▶ What you need to do
Render each line of the records below as a numbered list, omitting any blank lines.
Start of Record excerpts
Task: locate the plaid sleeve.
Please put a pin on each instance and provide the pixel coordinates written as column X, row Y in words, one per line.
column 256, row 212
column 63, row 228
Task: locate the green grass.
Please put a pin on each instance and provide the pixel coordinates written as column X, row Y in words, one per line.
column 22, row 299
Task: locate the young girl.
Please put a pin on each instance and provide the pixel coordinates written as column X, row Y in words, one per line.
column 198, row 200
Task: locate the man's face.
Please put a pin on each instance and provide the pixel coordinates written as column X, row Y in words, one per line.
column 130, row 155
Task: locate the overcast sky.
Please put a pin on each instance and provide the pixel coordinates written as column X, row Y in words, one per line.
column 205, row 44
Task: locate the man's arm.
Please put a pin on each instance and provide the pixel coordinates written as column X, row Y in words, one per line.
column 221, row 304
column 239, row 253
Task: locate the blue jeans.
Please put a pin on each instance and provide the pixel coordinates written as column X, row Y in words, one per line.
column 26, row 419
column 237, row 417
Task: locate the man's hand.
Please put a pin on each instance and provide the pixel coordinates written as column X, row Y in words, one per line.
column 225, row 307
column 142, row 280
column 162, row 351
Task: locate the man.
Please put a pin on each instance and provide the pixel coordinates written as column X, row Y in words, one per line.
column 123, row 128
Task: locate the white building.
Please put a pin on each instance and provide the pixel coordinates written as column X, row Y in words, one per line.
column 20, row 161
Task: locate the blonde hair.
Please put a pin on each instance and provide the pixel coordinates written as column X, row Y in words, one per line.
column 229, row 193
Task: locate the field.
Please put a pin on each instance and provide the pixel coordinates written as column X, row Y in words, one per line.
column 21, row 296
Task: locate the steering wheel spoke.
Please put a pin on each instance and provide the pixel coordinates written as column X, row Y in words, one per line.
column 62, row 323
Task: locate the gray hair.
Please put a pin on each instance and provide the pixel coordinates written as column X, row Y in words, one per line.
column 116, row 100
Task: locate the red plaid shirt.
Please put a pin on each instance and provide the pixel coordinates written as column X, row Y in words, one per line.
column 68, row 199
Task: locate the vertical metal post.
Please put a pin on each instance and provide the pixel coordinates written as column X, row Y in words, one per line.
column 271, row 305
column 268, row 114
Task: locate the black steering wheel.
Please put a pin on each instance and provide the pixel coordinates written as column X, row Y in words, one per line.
End of Record excerpts
▶ Solved problem
1. Task: locate the plaid sleeve.
2. Please put a pin on each instance and provide the pixel coordinates written as column X, row Y in words, one per line.
3. column 256, row 212
4. column 63, row 228
5. Task: locate the green grass.
6. Please put a pin on each instance and provide the pixel coordinates written as column X, row Y in words, one per line.
7. column 22, row 299
8. Task: locate the young girl.
9. Please put a pin on each instance and provide the pixel coordinates written as column X, row Y in words, one per line.
10. column 198, row 200
11. Task: locate the man's face.
12. Please put a pin on each instance and provide the pixel coordinates written as column X, row Y in words, one per line.
13. column 130, row 155
14. Task: locate the overcast sky.
15. Please put a pin on each instance and provide the pixel coordinates written as column X, row Y in words, one per line.
16. column 205, row 44
17. Task: locate the man's arm.
18. Please put a pin on each instance and provide the pixel coordinates written as column X, row Y in words, one per line.
19. column 221, row 304
20. column 239, row 253
21. Task: locate the blue jeans.
22. Please put a pin on each instance and provide the pixel coordinates written as column X, row Y in words, one per line.
23. column 26, row 419
24. column 237, row 417
25. Task: locate the man's hand.
26. Please put a pin on each instance and provide the pixel coordinates written as column X, row Y in words, one per line.
27. column 225, row 307
28. column 142, row 280
29. column 162, row 351
30. Task: locate the man.
31. Please put a pin on each instance and provide the pixel coordinates written as column X, row Y in words, one per line.
32. column 123, row 128
33. Task: locate the white building.
34. Please put a pin on each instance and provide the pixel coordinates written as column X, row Y in words, one per line.
35. column 20, row 161
36. Task: locate the blonde hair.
37. Please put a pin on each instance and provide the pixel coordinates written as column X, row Y in words, one per line.
38. column 229, row 193
39. Task: locate the field.
40. Please put a pin on each instance and provide the pixel coordinates written as column X, row Y in words, one per line.
41. column 21, row 296
42. Task: locate the steering wheel spoke.
43. Please put a pin on each instance and provide the pixel coordinates written as column X, row Y in words, one per line.
44. column 62, row 323
45. Task: locate the gray hair.
46. Please put a pin on each instance and provide the pixel coordinates written as column X, row Y in words, one per line.
47. column 116, row 100
48. Task: locate the red plaid shirt.
49. Please put a pin on each instance and provide the pixel coordinates written as column X, row Y in words, one per line.
50. column 68, row 199
51. Task: locate the vertical metal post.
52. Please put a pin on each instance and provide the pixel coordinates written as column X, row Y in words, one per line.
53. column 271, row 305
54. column 268, row 114
55. Task: locate the black steering wheel.
56. Please put a pin on each instance and provide the pixel coordinates written as column X, row Y in words, one per line.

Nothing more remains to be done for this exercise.